SET PROBLEM A —
Select every line of the records that contains the string "metal", matching case exactly.

EXTRACTED TEXT —

Power couples are scum multiplied into two.

There is so much still to come in the wake of gay marriage, which is now effecting a quiet desolation upon lives, as opposed to the more obvious kind. But mostly, it’s interesting to see how the supposed “end” of gay marriage has allowed for a resurgence in the discourse around coupledom as some kind of new and hallowed ground, as in the current interest in polyamory/polygamy, as if that is something new and fresh and not just just yet another tired and clichéd discourse which still retains power within a very particular set of social orderings.

And speaking of power, what is going on with people openly referring to themselves, in a very un-ironic fashion, as “power couples?” And in the “social justice” circles where, of all places, such designations should be greeted with suspicion?

DATA FOR THE TASK —
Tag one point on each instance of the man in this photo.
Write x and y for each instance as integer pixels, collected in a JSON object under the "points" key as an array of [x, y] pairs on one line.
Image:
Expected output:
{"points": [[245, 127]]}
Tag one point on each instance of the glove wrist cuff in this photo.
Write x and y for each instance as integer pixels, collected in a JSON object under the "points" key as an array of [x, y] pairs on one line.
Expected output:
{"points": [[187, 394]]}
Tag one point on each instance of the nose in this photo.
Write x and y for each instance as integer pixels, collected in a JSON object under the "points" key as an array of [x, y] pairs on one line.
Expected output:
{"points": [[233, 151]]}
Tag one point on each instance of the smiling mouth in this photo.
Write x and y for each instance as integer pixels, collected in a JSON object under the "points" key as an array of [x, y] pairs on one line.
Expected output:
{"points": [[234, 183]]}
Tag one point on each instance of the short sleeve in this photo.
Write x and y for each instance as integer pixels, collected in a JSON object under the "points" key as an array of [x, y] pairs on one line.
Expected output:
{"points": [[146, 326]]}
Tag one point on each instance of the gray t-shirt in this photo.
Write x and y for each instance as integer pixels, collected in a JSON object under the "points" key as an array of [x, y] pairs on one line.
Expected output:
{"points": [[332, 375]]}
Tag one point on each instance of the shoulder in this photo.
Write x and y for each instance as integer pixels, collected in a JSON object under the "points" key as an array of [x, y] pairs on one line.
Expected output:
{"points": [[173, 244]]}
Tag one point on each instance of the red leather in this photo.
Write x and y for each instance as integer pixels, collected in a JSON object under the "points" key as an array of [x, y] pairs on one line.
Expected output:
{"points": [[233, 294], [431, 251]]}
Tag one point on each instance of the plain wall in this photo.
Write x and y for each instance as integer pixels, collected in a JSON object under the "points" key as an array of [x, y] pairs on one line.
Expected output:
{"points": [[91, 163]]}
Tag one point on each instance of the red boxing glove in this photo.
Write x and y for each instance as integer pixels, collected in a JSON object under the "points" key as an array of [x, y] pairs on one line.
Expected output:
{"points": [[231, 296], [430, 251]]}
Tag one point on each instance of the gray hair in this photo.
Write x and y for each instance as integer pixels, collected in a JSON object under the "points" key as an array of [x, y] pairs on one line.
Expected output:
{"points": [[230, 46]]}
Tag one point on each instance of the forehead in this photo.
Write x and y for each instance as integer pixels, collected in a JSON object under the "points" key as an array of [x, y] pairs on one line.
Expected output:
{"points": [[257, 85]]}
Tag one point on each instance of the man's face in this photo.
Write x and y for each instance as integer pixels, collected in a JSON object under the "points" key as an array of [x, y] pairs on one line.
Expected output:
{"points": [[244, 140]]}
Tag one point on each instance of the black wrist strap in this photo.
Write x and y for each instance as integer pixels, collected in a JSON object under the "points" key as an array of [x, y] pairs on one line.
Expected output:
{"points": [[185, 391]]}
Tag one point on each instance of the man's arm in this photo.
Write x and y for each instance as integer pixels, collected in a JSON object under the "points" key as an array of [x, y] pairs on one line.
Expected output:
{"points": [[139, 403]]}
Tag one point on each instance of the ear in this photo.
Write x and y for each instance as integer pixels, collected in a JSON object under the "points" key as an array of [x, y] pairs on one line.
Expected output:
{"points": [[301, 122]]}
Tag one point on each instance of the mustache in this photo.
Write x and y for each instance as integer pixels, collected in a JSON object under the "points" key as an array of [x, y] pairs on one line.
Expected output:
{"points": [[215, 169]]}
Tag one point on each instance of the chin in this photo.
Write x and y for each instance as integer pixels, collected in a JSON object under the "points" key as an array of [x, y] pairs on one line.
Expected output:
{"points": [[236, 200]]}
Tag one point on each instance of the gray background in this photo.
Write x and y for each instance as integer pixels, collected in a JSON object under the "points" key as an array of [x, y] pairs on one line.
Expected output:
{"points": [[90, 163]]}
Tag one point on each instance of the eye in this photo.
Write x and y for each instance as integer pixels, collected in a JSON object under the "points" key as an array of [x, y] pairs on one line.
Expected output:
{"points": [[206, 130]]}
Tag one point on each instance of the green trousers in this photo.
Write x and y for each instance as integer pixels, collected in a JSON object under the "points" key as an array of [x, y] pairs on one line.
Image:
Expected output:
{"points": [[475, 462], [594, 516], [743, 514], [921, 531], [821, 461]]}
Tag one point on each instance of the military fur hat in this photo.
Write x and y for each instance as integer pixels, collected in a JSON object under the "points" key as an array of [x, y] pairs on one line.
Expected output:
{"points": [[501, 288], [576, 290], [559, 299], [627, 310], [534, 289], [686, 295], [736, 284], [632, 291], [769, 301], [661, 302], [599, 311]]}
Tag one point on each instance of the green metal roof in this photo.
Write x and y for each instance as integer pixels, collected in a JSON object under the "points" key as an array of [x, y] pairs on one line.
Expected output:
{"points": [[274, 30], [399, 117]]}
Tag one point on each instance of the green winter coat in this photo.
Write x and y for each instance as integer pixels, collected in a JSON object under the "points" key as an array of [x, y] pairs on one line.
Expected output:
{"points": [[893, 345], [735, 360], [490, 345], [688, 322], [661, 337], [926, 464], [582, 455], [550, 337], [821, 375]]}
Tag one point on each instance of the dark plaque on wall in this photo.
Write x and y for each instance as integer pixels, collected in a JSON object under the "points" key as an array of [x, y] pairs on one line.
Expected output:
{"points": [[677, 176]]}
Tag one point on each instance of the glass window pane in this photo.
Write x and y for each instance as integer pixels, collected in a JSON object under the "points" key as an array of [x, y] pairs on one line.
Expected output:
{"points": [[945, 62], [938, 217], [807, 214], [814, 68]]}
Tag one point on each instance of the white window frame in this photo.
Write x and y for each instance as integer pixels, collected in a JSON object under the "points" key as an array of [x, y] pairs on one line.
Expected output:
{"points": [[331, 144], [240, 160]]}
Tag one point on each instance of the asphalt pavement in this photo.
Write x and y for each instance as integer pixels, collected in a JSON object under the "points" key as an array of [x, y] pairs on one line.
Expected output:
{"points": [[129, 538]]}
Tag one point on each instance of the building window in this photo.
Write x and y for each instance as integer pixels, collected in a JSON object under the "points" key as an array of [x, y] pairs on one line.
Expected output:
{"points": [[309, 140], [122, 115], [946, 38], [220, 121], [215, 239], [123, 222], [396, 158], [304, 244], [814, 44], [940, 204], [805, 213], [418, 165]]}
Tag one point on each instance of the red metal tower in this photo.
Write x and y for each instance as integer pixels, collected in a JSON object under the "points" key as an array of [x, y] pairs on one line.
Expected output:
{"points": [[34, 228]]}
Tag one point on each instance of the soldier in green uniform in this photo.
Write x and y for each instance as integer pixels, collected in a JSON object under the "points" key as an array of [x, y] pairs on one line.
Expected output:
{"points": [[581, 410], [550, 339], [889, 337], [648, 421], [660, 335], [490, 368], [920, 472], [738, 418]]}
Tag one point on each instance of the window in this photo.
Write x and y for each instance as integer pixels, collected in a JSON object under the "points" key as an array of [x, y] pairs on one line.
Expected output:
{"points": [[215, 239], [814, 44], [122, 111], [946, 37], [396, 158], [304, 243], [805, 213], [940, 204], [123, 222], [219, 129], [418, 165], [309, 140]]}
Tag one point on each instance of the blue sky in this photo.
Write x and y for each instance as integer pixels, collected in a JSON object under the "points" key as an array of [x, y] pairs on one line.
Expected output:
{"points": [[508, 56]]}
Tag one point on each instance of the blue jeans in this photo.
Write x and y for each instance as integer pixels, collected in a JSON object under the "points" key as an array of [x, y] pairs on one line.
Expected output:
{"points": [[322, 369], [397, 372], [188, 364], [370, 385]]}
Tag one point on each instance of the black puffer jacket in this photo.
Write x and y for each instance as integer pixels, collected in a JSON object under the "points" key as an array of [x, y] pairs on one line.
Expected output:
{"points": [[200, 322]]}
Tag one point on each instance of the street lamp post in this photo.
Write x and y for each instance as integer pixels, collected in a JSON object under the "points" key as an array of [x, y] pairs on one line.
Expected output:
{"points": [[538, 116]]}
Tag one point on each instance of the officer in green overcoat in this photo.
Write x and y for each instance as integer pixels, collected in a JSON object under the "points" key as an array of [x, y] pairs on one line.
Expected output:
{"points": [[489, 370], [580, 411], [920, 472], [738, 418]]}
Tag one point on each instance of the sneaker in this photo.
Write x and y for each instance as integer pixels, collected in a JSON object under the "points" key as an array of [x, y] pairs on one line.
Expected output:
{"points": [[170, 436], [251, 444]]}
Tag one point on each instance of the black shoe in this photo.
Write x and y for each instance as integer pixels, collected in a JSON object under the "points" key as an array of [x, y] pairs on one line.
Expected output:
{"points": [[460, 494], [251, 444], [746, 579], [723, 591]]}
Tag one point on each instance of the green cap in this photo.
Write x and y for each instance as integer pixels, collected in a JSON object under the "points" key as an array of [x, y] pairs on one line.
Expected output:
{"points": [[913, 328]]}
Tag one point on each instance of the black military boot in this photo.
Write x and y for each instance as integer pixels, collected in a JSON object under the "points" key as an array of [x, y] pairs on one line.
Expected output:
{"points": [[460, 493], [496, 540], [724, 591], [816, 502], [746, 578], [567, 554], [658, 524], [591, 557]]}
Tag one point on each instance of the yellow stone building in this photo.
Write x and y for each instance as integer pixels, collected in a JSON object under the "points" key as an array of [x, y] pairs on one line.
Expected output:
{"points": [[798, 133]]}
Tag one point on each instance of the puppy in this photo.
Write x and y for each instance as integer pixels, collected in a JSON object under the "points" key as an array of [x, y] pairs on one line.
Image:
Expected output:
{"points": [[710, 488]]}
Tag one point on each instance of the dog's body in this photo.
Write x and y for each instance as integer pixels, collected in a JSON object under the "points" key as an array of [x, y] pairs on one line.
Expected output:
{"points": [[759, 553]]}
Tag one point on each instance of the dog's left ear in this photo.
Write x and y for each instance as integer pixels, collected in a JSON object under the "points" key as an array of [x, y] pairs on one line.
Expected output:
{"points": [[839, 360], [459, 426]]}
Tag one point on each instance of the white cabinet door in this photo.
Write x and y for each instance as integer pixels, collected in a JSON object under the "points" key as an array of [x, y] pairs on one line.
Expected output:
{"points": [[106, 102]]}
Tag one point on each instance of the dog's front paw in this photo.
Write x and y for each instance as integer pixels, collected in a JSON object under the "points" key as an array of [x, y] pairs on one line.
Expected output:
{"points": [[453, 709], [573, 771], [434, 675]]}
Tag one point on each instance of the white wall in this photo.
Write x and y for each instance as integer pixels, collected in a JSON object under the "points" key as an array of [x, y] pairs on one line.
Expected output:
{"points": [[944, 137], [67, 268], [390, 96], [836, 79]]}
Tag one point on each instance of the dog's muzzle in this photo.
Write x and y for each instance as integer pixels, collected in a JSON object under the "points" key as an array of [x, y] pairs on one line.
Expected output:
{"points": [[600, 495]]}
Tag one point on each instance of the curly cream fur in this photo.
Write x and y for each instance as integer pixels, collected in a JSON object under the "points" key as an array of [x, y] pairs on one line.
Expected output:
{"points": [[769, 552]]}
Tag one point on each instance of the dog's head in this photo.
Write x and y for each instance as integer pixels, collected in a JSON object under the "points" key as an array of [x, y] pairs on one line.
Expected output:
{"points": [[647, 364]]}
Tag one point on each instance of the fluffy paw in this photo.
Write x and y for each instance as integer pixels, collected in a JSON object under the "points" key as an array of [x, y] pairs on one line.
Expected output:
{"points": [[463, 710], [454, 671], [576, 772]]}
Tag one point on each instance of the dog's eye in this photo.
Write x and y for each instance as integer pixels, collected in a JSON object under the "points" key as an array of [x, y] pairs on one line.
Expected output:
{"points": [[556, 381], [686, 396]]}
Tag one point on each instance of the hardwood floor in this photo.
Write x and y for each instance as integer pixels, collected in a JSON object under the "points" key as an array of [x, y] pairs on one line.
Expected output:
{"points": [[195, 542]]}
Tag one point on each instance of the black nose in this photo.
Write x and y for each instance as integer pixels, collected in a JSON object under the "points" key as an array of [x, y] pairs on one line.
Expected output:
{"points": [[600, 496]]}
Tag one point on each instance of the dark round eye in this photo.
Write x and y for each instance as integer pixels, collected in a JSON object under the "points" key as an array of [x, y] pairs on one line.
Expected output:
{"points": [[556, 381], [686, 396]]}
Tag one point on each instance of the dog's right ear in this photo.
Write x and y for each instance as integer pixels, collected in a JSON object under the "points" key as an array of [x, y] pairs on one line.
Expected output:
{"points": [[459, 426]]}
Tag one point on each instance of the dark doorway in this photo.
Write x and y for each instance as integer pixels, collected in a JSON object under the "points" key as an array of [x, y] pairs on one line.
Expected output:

SET PROBLEM B —
In the text on "power couples," what has allowed a resurgence in the discourse around coupledom? Explain in one to three sentences.

SOLUTION A —
Tag one point on each instance of the green metal roof in this photo.
Tag one point on each instance of the red metal tower in this photo.

SOLUTION B —
The text says that the supposed "end" of gay marriage has allowed this resurgence, in which coupledom is treated as new and hallowed ground. It points to the current interest in polyamory/polygamy as an example.